⟨

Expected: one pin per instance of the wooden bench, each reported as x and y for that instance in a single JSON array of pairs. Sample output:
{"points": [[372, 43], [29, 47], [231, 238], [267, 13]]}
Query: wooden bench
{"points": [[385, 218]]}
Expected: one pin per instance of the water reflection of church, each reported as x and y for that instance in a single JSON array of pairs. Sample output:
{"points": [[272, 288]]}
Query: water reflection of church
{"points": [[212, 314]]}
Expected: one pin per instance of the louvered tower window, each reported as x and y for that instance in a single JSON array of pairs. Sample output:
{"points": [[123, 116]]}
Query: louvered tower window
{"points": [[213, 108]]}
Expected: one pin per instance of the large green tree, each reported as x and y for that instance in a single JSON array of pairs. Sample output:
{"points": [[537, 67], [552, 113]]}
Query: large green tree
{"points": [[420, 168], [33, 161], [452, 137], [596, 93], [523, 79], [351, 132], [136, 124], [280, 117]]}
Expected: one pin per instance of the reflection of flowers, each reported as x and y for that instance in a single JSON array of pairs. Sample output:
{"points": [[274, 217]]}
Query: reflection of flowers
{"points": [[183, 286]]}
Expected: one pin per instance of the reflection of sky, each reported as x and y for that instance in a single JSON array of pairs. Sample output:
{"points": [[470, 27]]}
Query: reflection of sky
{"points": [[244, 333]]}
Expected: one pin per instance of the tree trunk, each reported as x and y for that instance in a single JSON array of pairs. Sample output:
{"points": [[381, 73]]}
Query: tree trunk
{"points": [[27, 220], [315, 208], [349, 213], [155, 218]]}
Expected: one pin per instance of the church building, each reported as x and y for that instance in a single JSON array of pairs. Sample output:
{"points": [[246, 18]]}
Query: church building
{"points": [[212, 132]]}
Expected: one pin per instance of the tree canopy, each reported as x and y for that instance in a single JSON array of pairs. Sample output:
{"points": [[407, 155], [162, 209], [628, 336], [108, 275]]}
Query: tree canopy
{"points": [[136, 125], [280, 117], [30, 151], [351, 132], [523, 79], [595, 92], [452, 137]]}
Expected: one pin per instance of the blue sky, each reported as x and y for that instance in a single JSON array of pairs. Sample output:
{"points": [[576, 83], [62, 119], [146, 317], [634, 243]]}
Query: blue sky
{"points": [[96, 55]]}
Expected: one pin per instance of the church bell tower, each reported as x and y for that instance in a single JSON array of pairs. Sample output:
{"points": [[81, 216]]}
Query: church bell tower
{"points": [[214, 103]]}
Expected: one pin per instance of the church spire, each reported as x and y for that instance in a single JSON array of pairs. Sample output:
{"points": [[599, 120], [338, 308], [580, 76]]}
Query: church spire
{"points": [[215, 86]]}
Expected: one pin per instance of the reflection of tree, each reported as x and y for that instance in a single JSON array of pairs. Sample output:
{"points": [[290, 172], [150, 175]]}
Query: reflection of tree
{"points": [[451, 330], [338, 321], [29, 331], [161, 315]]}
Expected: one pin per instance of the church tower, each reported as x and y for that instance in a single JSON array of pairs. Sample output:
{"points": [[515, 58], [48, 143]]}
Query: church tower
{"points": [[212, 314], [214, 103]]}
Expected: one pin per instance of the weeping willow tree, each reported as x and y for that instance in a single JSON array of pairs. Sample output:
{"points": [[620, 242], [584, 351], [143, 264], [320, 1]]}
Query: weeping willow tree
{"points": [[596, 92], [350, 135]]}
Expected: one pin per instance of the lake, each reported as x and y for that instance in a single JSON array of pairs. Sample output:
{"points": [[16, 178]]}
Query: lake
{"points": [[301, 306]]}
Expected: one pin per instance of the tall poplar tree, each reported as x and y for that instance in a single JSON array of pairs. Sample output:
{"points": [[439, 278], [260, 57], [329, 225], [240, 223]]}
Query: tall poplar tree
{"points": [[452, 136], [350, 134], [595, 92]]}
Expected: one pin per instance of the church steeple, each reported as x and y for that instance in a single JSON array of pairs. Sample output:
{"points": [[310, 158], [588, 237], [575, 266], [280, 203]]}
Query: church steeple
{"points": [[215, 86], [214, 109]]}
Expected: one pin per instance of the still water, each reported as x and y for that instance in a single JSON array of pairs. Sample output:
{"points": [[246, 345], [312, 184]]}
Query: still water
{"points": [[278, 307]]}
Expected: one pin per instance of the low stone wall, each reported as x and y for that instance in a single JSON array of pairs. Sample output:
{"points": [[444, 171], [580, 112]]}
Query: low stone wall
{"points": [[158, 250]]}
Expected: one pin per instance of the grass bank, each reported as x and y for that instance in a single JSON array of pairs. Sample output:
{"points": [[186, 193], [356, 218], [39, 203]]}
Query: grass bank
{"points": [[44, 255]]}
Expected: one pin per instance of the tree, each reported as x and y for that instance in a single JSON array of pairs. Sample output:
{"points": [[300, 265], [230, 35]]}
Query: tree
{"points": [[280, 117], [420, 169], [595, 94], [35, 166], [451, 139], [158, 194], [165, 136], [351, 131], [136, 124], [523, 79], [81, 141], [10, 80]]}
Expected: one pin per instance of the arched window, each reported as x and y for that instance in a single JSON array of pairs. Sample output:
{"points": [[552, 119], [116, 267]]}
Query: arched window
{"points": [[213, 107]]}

⟩

**What the exercise asks**
Reproduce the entire listing above word for word, from its first line through its last.

**Response**
Expected: one pin per instance of the wooden bench, each reported as x and y for that instance in a single JSON array of pairs. Sample output:
{"points": [[372, 43], [29, 47], [231, 238], [267, 13]]}
Query: wooden bench
{"points": [[385, 218]]}
Expected: one pin per instance of the water reflection of church, each reported as x and y for that instance in a single JSON array of pairs. Sample output:
{"points": [[272, 288]]}
Query: water reflection of church
{"points": [[212, 314]]}
Expected: one pin per instance of the louvered tower window, each reported as x and y for that instance in a single JSON array of pairs. Sample output:
{"points": [[123, 116]]}
Query: louvered tower window
{"points": [[213, 108]]}
Expected: one pin per instance of the large green tree, each reported as x and y for that instance in a single JSON array of pairs. Sample output:
{"points": [[537, 67], [552, 113]]}
Query: large green tree
{"points": [[420, 168], [33, 161], [452, 137], [596, 93], [523, 79], [351, 132], [136, 124], [280, 117]]}
Expected: one pin per instance of the reflection of flowers, each reported as x and y for that instance in a single JSON array of pairs. Sample output:
{"points": [[274, 217]]}
Query: reflection of flowers
{"points": [[183, 286]]}
Expected: one pin per instance of the reflection of sky, each reported as x and y for that instance in a single JSON array of pairs. Sample output:
{"points": [[470, 27]]}
Query: reflection of sky
{"points": [[244, 333]]}
Expected: one pin per instance of the tree trunk, each reported as x and y for that instance in a single JSON array of pairs. Sample output:
{"points": [[381, 73]]}
Query: tree trunk
{"points": [[27, 220], [315, 208], [349, 213], [155, 218]]}
Expected: one pin per instance of the church building, each reported as x and y for that instance in a single JSON array of pairs. Sample output:
{"points": [[246, 18]]}
Query: church building
{"points": [[212, 132]]}
Expected: one pin per instance of the tree canopy, each reported as x and y for that instance in a single JSON array of pairs. Sample output:
{"points": [[407, 155], [162, 209], [628, 336], [108, 275]]}
Query: tree canopy
{"points": [[136, 125], [280, 117], [30, 151], [351, 132], [523, 79], [595, 92], [452, 137]]}
Expected: one pin per instance of the blue sky, each reported as x and y for that instance in a single JSON array of pairs. Sample output:
{"points": [[576, 83], [62, 119], [146, 317], [634, 243]]}
Query: blue sky
{"points": [[96, 55]]}
Expected: one pin per instance of the church bell tower, each reported as x and y for that instance in a single JSON array of pairs. Sample output:
{"points": [[81, 216]]}
Query: church bell tower
{"points": [[214, 103]]}
Expected: one pin per instance of the church spire, each reported as x and y for that instance in a single JSON array of pairs. Sample output:
{"points": [[599, 120], [338, 308], [580, 76]]}
Query: church spire
{"points": [[215, 86]]}
Expected: one pin per instance of the reflection of tree, each reported as x and y for that instance in a single JSON array of pairs. Sample output:
{"points": [[290, 172], [150, 175]]}
Query: reflection of tree
{"points": [[451, 330], [338, 321], [29, 331], [161, 315]]}
Expected: one pin per instance of the church tower, each reported as x and y for that instance in a single JSON array of pairs. Sample output:
{"points": [[515, 58], [48, 143]]}
Query: church tower
{"points": [[212, 314], [214, 103]]}
Expected: one pin per instance of the weeping willow tree, each reported as x and y for that instance in a single JSON array of pairs. Sample output:
{"points": [[620, 242], [584, 351], [143, 264], [320, 1]]}
Query: weeping willow tree
{"points": [[596, 92], [350, 135]]}
Expected: one pin per instance of the lake, each reported as x and y for that instance in a single JSON array of pairs. Sample output:
{"points": [[16, 178]]}
Query: lake
{"points": [[301, 306]]}
Expected: one pin per instance of the tall poplar tree, each reported as x and y for that instance in a single JSON array of pairs. Sample output:
{"points": [[439, 278], [260, 57], [329, 225], [240, 223]]}
Query: tall poplar tree
{"points": [[452, 136], [350, 134], [595, 92]]}
Expected: one pin per instance of the church steeple, each reported as x and y for that instance in a single JSON array of pairs. Sample output:
{"points": [[310, 158], [588, 237], [575, 266], [280, 203]]}
Query: church steeple
{"points": [[215, 86], [214, 109]]}
Expected: one pin per instance of the still water, each reported as x and y for that instance in a single JSON array of pairs. Sample output:
{"points": [[246, 345], [312, 184]]}
Query: still water
{"points": [[278, 307]]}
Expected: one pin per instance of the low stone wall, each reported as x and y for that instance in a single JSON array of pairs. Sample output:
{"points": [[444, 171], [580, 112]]}
Query: low stone wall
{"points": [[158, 250]]}
Expected: one pin per instance of the grass bank, each reported as x and y for that instance in a single JSON array of pairs. Sample output:
{"points": [[186, 193], [356, 218], [39, 203]]}
Query: grass bank
{"points": [[44, 255]]}
Expected: one pin per instance of the tree, each reported as x and y for that instance in a single JSON array of pairs. Sample output:
{"points": [[300, 265], [230, 35]]}
Query: tree
{"points": [[280, 117], [420, 169], [595, 94], [35, 166], [451, 139], [158, 194], [165, 136], [351, 131], [136, 124], [523, 79], [81, 141], [10, 80]]}
Expected: one pin per instance of the arched window, each reported as x and y for that instance in a single JSON array of pairs. Sample output:
{"points": [[552, 119], [116, 267]]}
Query: arched window
{"points": [[213, 107]]}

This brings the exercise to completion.